● INSTRUCTION A: Rewrite the review comments from "The layout of" to "paper is accepted.", putting "revision" in place of "reformulation".
● INSTRUCTION B: How many lines of the records contain the string "woman"? Reply with the number alone.

● DOCUMENT EXTRACT:
Comment 3: The authors shall specify the terminology description below.

* In Line 275, the authors shall define 'threshold' and how it computed or acquired

* In Line 276, the authors shall provide definition and explanation for '4 state model'

Response 3: Thank you for your comment. We acknowledge the fact that the percentual thresholds were not explained in a sufficient manner. We have added a more detailed description to the sec. 4 in an effort to make it more understandable. As for the 4-state model, the description of the model and better reference to literature was added to sec. 3.2.

Comment 4: It is needed to increase the resolution of Figure 4, 5 and 6.

Response4: Thank you for your comment. The resolution of the mentioned figures has been increased and changes were made directly in the manuscript.

Reviewer 3 Report

Authors claim to propose an experimental setup to estimate the quality of speech according to the statistics collected by SDN controllers. Some related works are described and an attempt to identify their drawbacks was made.
The layout of the paper is adequate and balanced between what is related work and what is the contribution with the paper.
Despite the relevance of the topics and the fact that real scenarios are easily identified, the paper has some major flaws and a substantial reformulation should be made, in the case of the paper is accepted.

1) A proof reading should be made, mainly in rephrasing some paragraphs and sentences. For example, the introduction is confused and does not clarify what are the aims, the contributions and the major results accomplished.

2) The bibliographic list is somewhat outdated. Some recent references regarding the measuring of estimation of speech in SDN-based networks should be included. For example, you compare your approach which the findings described in [18,19] which are of 2014 and 2015 (line 148). More recent findings in the subject exists and are available. Others way to solve the problem, besides SDN-based approach, could also be interesting.

3 - Abstract:
Abstract is oriented towards a "discussion" and not necessarily a "finding" or a "contribution". The reader becomes confused whether this is a positional paper or a contribution to the field.
Regarding the experimental setup, what can be summarized in the abstract about the findings and the results obtained with this paper?

● SUPPLIED MATERIAL:
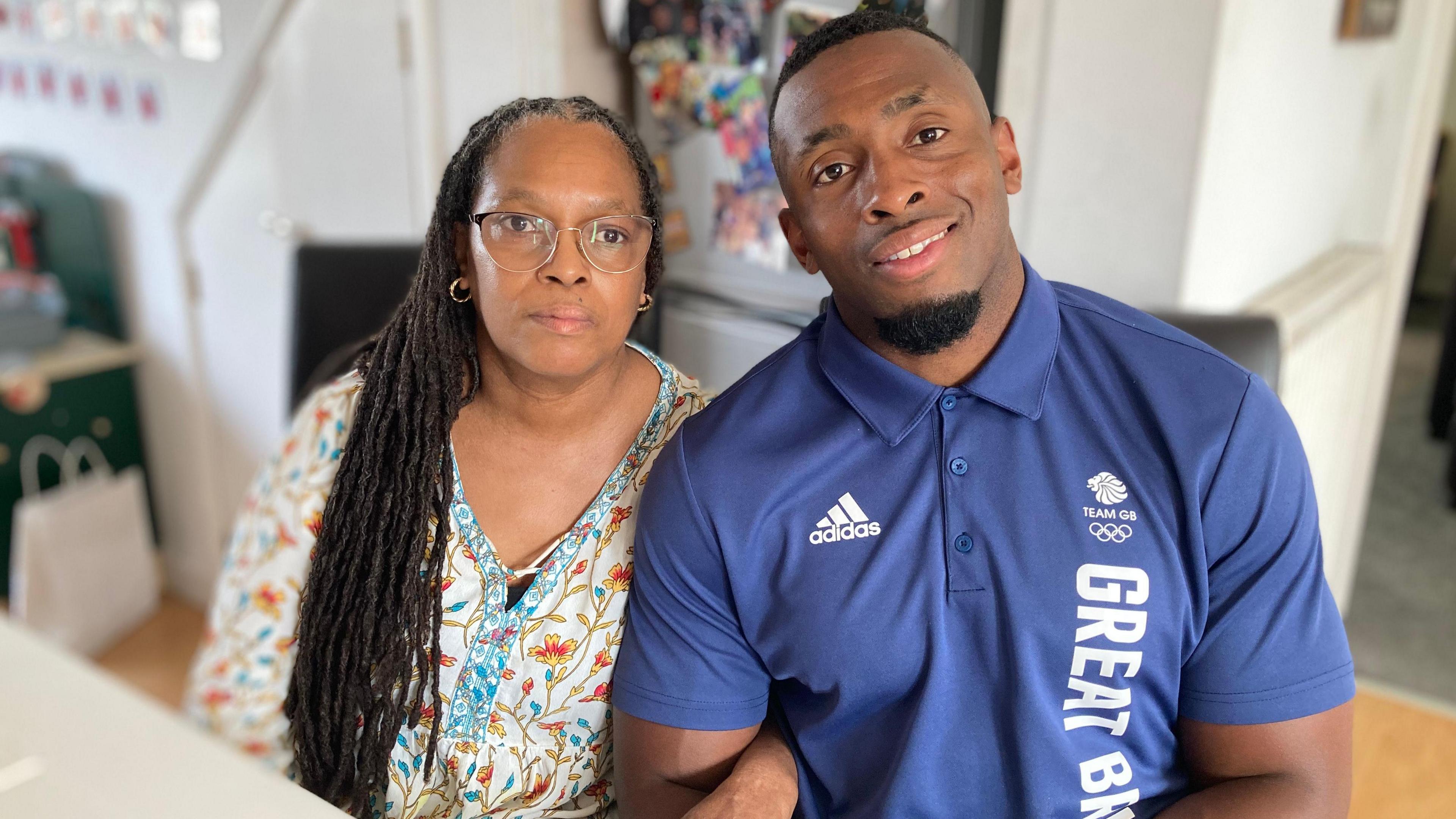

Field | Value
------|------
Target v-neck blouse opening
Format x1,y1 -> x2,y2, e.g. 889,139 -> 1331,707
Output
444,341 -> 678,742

...

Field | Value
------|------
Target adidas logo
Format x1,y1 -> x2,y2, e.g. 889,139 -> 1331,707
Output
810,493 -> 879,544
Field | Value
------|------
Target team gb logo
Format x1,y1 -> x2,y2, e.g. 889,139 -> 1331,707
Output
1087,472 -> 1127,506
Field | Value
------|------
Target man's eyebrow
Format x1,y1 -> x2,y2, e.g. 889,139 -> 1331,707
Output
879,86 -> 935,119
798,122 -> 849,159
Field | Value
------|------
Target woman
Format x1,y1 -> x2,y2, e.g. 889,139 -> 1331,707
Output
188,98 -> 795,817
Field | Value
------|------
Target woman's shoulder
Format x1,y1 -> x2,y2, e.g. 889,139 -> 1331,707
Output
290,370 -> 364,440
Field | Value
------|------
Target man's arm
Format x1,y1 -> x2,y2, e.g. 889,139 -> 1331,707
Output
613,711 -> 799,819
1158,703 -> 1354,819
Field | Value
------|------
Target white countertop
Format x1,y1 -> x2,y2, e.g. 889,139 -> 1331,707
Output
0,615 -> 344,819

--

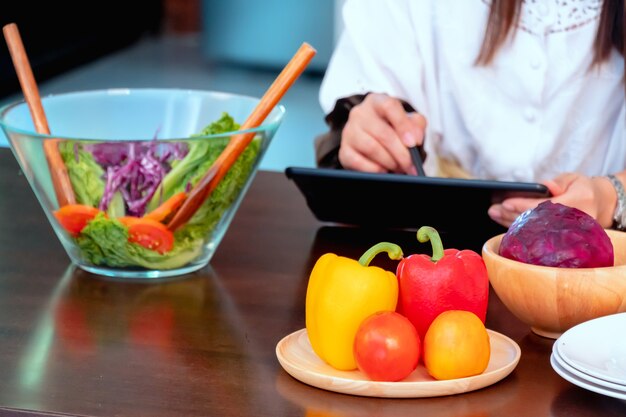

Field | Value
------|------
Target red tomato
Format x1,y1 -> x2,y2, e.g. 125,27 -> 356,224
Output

● RESPONSE A:
The layout of the paper is adequate and balanced between what is related work and what is the contribution with the paper.
Despite the relevance of the topics and the fact that real scenarios are easily identified, the paper has some major flaws and a substantial revision should be made, in the case of the paper is accepted.

● RESPONSE B: 2